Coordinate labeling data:
########################################
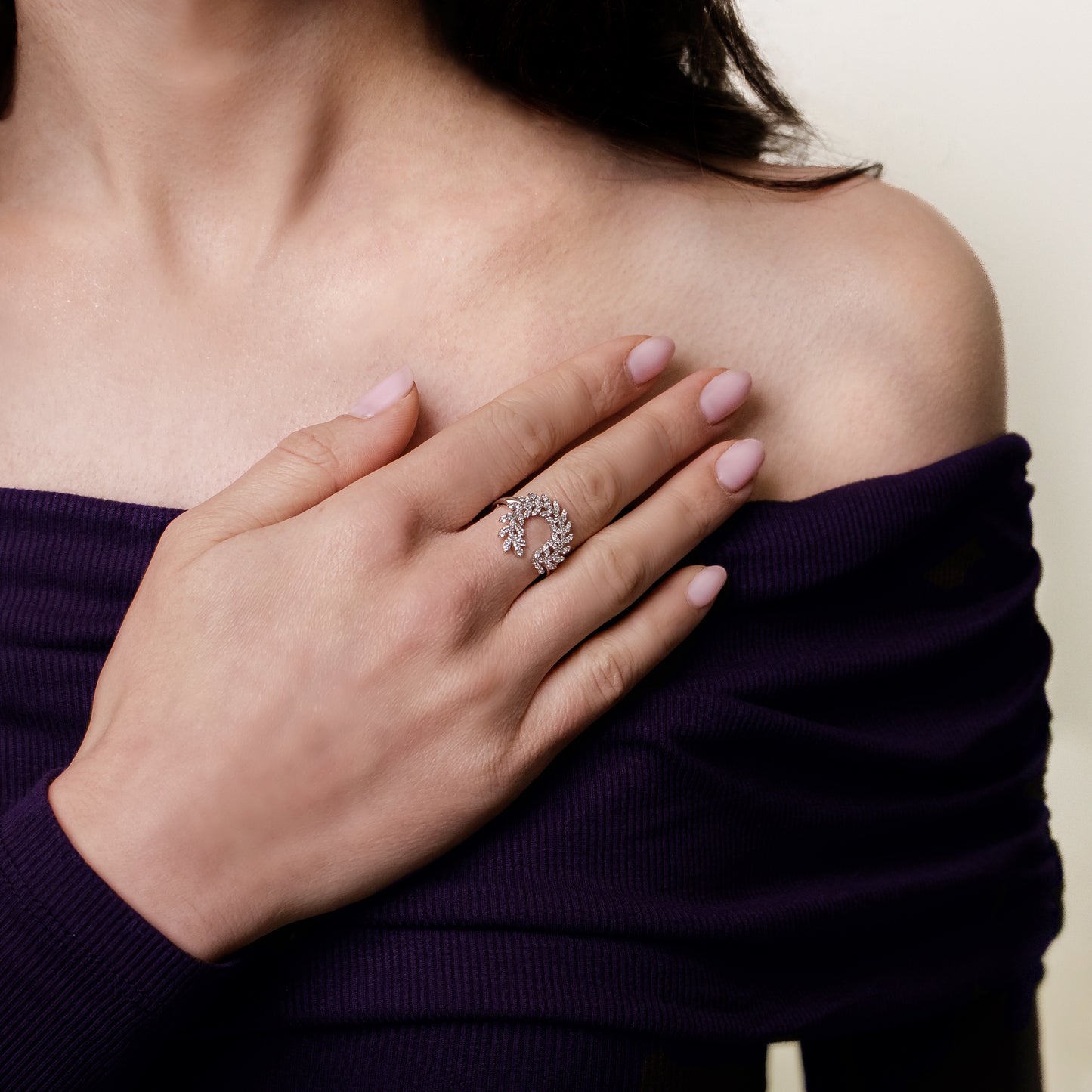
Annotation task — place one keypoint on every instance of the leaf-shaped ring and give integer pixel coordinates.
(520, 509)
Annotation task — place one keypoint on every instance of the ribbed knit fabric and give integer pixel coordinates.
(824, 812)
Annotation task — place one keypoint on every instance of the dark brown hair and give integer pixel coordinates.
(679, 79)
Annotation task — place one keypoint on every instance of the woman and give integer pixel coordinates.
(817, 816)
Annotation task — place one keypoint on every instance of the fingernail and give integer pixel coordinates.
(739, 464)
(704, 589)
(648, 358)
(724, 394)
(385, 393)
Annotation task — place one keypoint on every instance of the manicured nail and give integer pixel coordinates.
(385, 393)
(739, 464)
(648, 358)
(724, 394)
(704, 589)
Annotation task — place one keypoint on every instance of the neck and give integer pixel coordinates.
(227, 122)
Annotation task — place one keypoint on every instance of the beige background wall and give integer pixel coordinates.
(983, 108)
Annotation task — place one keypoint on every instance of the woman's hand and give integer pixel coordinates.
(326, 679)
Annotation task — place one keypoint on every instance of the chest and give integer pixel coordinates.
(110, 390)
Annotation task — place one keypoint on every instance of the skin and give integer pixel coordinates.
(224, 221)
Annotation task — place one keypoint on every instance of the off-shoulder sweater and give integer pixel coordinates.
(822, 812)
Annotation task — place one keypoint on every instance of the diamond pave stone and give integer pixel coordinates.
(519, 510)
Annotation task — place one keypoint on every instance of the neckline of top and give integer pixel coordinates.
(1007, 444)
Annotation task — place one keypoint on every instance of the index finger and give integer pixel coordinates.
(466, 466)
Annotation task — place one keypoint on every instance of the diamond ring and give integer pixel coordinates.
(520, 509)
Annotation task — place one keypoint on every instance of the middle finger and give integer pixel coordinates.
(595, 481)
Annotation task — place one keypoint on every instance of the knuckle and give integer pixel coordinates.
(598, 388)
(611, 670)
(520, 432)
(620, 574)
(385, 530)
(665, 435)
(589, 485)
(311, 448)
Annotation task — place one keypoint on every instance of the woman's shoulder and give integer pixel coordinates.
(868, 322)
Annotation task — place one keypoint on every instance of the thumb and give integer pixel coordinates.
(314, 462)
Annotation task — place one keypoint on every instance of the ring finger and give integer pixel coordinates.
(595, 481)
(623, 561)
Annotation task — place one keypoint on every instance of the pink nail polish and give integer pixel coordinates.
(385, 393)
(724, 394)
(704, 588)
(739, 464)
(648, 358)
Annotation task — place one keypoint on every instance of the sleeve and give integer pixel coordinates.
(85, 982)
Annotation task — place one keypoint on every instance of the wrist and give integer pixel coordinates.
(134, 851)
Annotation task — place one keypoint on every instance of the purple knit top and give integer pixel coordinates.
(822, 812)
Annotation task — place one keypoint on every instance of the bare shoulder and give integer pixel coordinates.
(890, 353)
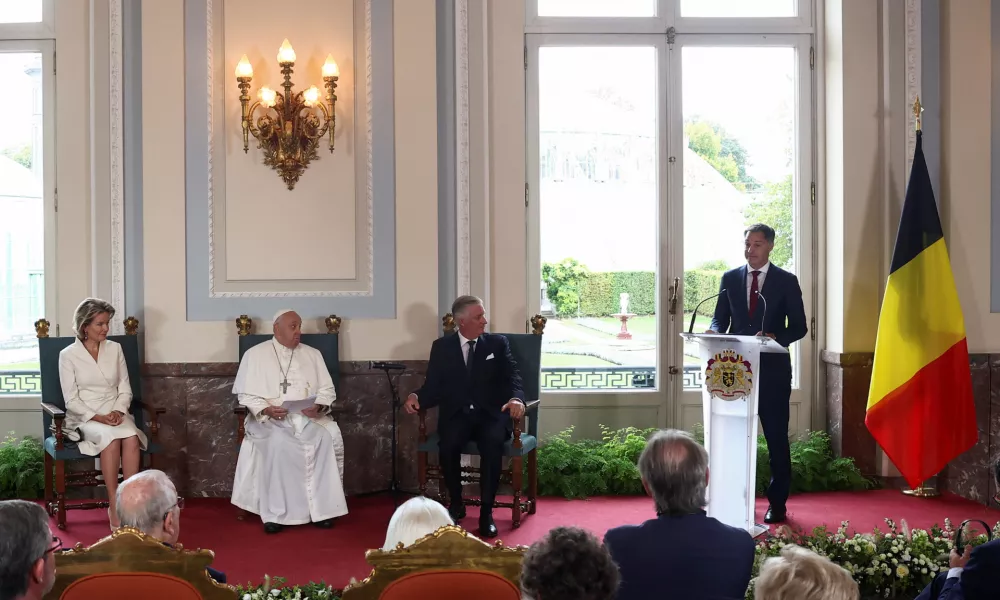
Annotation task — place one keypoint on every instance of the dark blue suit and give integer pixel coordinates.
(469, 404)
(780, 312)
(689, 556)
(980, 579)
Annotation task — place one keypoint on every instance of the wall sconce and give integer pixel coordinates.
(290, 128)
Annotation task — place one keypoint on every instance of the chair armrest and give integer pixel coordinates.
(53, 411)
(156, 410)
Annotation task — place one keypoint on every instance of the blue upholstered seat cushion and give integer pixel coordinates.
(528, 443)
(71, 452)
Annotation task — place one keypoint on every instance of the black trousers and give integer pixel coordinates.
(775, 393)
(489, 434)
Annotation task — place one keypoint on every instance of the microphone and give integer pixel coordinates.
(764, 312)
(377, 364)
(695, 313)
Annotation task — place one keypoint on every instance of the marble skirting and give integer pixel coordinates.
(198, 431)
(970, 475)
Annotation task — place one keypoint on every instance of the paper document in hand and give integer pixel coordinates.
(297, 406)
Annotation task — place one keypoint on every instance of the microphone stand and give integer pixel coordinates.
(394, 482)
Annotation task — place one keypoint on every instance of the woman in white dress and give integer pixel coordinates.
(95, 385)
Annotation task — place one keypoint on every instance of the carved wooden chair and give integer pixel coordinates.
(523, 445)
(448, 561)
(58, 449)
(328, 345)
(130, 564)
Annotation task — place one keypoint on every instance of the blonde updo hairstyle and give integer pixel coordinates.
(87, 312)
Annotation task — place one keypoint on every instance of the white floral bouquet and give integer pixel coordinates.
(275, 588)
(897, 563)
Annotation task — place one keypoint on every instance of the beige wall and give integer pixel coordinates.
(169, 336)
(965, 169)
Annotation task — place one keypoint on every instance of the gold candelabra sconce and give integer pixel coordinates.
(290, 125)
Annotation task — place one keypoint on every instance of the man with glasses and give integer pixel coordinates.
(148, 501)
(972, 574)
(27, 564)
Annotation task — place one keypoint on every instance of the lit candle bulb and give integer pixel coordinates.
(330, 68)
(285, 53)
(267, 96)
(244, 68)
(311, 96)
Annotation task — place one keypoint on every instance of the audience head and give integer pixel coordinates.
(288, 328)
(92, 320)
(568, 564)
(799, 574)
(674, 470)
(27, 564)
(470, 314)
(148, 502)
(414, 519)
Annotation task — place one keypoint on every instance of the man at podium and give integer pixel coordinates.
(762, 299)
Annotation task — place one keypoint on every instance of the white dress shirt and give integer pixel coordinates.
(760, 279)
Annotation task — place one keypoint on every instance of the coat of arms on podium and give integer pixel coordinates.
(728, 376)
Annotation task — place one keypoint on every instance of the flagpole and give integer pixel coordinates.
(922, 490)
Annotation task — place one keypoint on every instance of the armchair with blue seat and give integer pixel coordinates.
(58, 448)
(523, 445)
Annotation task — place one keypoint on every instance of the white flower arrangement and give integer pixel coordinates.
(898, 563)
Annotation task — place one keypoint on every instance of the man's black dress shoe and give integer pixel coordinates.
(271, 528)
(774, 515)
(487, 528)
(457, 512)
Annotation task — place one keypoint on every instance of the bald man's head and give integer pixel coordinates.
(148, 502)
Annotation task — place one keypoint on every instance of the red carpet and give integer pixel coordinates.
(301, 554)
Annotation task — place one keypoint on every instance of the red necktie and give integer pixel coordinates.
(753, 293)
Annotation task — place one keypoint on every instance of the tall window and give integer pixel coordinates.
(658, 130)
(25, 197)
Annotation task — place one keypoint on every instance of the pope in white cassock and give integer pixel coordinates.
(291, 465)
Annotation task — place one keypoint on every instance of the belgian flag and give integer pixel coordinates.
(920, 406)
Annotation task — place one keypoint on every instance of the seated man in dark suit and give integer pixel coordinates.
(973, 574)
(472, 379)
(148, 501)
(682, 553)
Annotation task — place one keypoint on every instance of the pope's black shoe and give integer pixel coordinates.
########################################
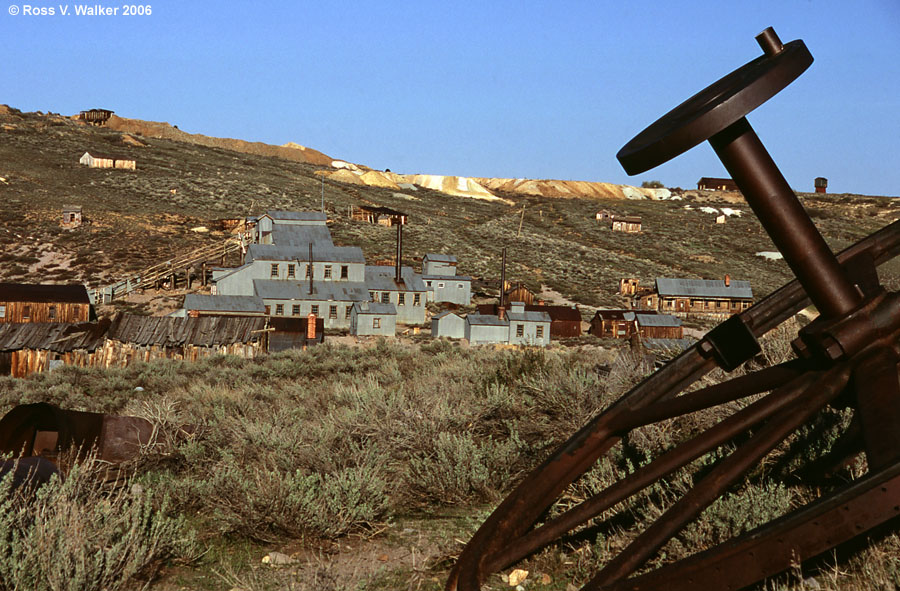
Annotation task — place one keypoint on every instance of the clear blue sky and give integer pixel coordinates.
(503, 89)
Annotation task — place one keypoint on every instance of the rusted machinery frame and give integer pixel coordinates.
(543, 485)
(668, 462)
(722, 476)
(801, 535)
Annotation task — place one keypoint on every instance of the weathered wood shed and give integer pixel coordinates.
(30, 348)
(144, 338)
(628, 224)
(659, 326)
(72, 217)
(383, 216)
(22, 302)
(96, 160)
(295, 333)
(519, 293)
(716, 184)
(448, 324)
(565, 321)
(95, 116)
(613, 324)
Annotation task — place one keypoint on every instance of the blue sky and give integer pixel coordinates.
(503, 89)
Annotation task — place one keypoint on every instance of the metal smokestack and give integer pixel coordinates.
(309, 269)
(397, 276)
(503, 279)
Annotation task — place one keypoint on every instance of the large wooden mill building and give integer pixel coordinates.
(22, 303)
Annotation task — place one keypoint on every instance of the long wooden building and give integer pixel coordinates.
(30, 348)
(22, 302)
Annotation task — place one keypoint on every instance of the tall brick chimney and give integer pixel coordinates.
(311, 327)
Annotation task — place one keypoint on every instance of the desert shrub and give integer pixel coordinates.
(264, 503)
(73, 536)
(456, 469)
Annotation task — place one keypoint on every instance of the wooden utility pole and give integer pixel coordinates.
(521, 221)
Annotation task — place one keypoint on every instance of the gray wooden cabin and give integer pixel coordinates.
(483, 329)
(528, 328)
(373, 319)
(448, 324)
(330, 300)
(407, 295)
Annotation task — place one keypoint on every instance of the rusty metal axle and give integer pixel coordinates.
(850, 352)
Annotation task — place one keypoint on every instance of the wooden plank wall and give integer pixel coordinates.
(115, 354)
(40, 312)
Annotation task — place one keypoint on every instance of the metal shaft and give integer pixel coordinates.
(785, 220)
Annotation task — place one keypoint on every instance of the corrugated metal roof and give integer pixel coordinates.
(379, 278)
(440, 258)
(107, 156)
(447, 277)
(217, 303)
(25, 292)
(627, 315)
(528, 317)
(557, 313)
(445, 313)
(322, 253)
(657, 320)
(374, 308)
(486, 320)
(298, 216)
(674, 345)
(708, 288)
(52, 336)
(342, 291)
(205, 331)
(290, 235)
########################################
Count the lines of the material above that contain the string "sconce", and reply with only that number.

SOLUTION TO THIS TASK » 2